[START Exercise input]

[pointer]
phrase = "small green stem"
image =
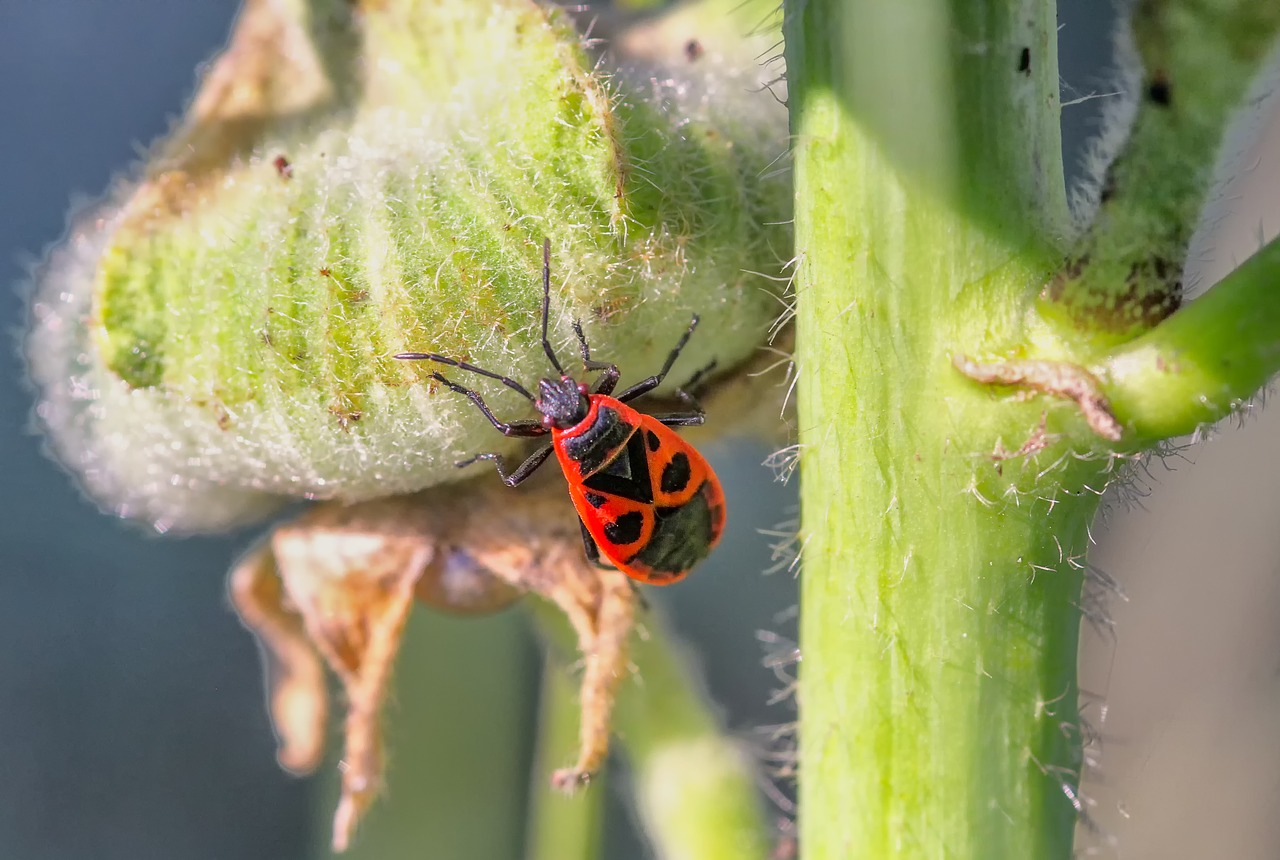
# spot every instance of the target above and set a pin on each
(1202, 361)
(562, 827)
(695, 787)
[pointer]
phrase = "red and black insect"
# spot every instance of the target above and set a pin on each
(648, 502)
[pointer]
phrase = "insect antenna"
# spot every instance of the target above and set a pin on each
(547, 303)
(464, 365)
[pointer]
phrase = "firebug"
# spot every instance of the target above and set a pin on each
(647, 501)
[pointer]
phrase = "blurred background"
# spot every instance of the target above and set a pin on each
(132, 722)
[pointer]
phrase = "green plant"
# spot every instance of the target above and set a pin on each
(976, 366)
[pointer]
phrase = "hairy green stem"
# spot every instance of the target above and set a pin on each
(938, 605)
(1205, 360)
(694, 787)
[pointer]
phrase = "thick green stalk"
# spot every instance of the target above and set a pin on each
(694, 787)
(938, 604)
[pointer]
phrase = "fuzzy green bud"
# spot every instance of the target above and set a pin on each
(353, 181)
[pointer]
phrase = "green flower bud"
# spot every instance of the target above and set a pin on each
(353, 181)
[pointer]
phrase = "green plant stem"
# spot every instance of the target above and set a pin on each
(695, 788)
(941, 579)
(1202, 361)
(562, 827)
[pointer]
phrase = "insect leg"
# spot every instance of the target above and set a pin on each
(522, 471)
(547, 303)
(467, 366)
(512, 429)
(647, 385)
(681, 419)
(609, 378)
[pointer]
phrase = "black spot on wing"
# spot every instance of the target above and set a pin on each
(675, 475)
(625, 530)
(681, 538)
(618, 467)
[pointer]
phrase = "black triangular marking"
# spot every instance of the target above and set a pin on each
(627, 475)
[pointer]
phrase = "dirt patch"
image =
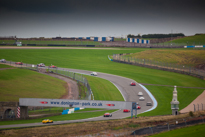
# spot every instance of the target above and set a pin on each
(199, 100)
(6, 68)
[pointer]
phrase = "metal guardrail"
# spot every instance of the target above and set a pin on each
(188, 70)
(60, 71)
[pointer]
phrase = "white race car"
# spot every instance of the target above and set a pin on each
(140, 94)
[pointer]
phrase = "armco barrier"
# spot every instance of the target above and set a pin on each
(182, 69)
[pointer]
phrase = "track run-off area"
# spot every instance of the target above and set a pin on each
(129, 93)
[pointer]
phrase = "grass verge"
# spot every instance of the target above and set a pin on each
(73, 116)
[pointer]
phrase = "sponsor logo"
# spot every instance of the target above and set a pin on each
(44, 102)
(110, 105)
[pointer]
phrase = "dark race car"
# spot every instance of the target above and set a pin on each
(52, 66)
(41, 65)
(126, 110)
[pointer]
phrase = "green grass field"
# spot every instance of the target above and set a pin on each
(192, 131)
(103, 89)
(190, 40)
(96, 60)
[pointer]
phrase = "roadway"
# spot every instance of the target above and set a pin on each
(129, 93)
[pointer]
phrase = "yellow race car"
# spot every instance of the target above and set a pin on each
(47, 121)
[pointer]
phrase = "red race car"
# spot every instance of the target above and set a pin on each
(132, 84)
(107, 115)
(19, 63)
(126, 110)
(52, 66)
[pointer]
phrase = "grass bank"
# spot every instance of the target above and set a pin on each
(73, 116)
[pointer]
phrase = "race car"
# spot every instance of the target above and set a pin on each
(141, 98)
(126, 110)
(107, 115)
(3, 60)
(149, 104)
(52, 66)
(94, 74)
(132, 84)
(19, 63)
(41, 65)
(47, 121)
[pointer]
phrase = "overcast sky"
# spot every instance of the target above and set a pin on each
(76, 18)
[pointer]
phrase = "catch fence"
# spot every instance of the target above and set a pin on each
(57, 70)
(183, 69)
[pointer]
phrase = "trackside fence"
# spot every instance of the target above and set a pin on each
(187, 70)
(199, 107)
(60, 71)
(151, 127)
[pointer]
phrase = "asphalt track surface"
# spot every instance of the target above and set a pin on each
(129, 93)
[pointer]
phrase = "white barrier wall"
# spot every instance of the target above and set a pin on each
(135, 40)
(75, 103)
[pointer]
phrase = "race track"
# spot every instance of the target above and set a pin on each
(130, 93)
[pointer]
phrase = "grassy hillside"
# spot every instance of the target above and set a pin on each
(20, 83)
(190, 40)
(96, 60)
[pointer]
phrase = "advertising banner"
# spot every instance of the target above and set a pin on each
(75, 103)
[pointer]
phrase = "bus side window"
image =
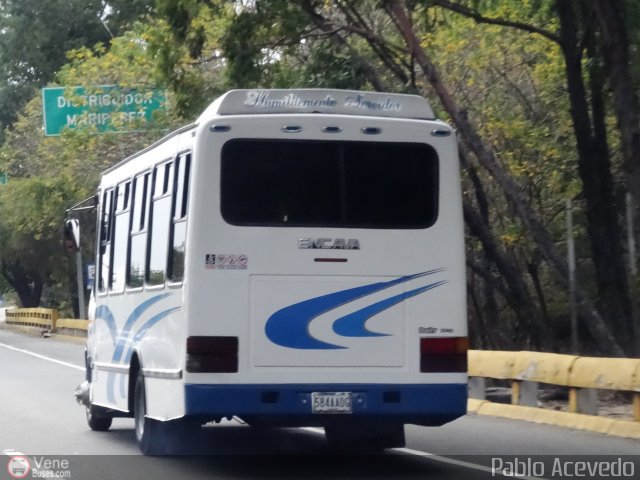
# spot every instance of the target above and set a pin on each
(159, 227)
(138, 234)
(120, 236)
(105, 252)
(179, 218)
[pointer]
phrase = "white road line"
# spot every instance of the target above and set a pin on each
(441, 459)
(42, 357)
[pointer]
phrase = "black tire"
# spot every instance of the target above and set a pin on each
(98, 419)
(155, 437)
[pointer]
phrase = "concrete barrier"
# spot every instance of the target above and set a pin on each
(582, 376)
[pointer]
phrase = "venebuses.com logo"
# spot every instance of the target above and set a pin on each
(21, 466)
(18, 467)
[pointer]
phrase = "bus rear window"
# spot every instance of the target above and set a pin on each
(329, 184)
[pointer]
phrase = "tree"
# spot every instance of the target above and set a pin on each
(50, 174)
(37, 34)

[END Exercise input]
[START Exercise input]

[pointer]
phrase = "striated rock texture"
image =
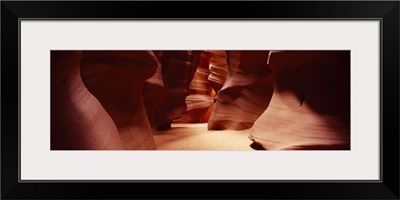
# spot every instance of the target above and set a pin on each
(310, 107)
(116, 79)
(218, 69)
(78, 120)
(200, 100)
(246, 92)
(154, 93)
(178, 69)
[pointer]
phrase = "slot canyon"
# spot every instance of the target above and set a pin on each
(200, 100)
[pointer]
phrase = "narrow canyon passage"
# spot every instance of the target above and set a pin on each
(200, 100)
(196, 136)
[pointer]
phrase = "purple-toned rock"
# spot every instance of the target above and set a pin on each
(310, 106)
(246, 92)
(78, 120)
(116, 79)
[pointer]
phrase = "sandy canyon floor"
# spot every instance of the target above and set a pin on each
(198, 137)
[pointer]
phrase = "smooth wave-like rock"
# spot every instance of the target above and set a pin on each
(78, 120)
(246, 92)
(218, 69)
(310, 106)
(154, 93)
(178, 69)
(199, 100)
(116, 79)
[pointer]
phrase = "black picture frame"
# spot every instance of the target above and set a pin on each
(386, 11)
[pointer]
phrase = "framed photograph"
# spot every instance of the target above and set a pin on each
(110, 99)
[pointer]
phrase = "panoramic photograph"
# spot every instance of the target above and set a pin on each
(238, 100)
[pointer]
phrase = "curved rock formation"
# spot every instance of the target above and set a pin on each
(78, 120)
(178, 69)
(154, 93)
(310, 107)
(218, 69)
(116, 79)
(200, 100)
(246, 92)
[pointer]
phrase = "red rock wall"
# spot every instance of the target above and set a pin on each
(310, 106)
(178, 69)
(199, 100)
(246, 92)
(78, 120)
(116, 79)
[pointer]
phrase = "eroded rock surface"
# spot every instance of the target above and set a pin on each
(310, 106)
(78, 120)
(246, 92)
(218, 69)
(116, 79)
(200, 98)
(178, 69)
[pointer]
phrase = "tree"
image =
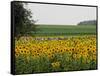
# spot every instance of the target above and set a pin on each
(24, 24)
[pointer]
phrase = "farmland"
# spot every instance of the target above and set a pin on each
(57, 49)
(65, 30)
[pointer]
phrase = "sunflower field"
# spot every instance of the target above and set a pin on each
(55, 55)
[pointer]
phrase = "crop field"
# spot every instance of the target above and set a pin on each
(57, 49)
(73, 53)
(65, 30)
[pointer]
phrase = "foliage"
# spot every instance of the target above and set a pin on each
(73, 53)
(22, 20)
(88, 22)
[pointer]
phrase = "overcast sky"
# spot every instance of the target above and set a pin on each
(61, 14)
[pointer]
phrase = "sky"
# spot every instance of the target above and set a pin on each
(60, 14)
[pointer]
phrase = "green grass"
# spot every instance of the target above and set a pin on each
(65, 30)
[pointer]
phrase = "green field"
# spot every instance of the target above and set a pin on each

[END Exercise input]

Pull out every line in the records above that contains the word "stem". Case counts.

* **Solution below**:
phrase = "small green stem"
phrase = "hairy green stem"
phrase = "green plant stem"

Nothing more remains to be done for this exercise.